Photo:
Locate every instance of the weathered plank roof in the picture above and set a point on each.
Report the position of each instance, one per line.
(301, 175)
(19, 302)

--- --- ---

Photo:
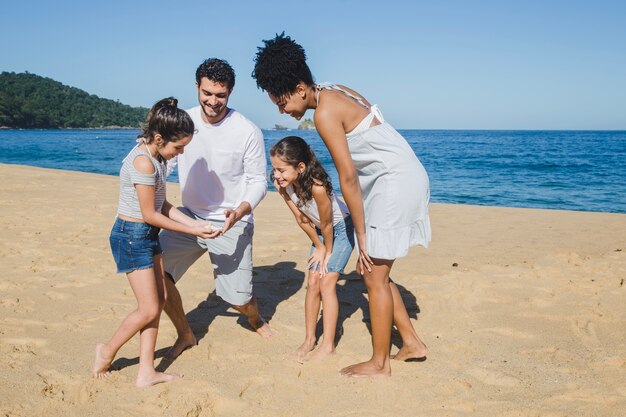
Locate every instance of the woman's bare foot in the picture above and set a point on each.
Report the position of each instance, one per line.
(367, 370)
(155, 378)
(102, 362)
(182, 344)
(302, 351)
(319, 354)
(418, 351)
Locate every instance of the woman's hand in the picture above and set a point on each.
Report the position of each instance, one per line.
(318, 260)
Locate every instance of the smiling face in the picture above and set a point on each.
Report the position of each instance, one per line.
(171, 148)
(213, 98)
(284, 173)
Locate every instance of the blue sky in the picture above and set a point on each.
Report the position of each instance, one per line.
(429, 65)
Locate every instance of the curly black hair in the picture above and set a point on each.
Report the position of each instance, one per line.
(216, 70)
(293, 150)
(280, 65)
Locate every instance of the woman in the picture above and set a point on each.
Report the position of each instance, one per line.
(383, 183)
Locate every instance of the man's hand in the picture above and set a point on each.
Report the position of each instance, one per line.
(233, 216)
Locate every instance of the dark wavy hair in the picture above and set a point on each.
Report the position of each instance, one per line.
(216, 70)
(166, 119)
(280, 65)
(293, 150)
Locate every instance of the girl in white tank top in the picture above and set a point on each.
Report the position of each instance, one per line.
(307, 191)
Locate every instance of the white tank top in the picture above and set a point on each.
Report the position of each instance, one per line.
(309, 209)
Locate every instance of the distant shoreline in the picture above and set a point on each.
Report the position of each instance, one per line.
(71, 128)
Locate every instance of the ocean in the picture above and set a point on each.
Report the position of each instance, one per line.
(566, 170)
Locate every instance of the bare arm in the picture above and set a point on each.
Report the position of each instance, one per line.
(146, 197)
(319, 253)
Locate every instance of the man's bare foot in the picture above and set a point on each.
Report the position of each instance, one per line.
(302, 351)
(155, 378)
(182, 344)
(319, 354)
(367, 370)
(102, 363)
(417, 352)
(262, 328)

--- --- ---

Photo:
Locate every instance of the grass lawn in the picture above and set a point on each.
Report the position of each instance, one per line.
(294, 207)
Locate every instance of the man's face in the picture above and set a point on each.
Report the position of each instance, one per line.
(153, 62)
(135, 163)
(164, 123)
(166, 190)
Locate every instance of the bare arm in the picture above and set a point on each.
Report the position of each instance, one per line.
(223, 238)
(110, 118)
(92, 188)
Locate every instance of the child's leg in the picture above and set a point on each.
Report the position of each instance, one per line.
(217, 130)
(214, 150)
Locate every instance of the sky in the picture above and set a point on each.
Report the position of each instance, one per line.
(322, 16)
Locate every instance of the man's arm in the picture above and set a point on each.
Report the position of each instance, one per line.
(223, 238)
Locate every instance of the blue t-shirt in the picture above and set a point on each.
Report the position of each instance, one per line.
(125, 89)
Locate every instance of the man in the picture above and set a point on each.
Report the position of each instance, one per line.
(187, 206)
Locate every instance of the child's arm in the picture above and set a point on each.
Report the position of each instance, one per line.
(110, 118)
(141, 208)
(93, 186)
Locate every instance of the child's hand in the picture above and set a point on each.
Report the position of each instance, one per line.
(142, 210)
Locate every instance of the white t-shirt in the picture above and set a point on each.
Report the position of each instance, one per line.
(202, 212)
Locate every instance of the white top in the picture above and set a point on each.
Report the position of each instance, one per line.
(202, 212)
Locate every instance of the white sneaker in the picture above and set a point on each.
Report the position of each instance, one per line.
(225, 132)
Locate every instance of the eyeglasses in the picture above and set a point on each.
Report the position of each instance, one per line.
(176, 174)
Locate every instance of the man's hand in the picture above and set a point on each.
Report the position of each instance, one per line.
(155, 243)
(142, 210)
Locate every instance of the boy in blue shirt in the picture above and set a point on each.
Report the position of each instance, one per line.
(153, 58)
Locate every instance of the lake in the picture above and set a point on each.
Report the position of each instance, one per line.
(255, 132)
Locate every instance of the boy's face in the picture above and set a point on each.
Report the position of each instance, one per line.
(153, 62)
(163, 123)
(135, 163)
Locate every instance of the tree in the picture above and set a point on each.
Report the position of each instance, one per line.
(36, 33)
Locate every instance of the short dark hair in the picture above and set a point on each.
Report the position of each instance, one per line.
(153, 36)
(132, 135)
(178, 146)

--- --- ---

Requirement :: Reproduce each line of the data containing the word "white".

Solution to this exercise ::
Locate every instance of the girl in white tank top in the picture above and set a point on each.
Locate every instance of the white tank top in the picture above and set a point on each.
Locate every instance of the white t-shirt in the picture above and set a point on each.
Locate every instance of the white top in the picture above and set a point on each.
Locate every instance of the white sneaker in the picture above and set a point on each.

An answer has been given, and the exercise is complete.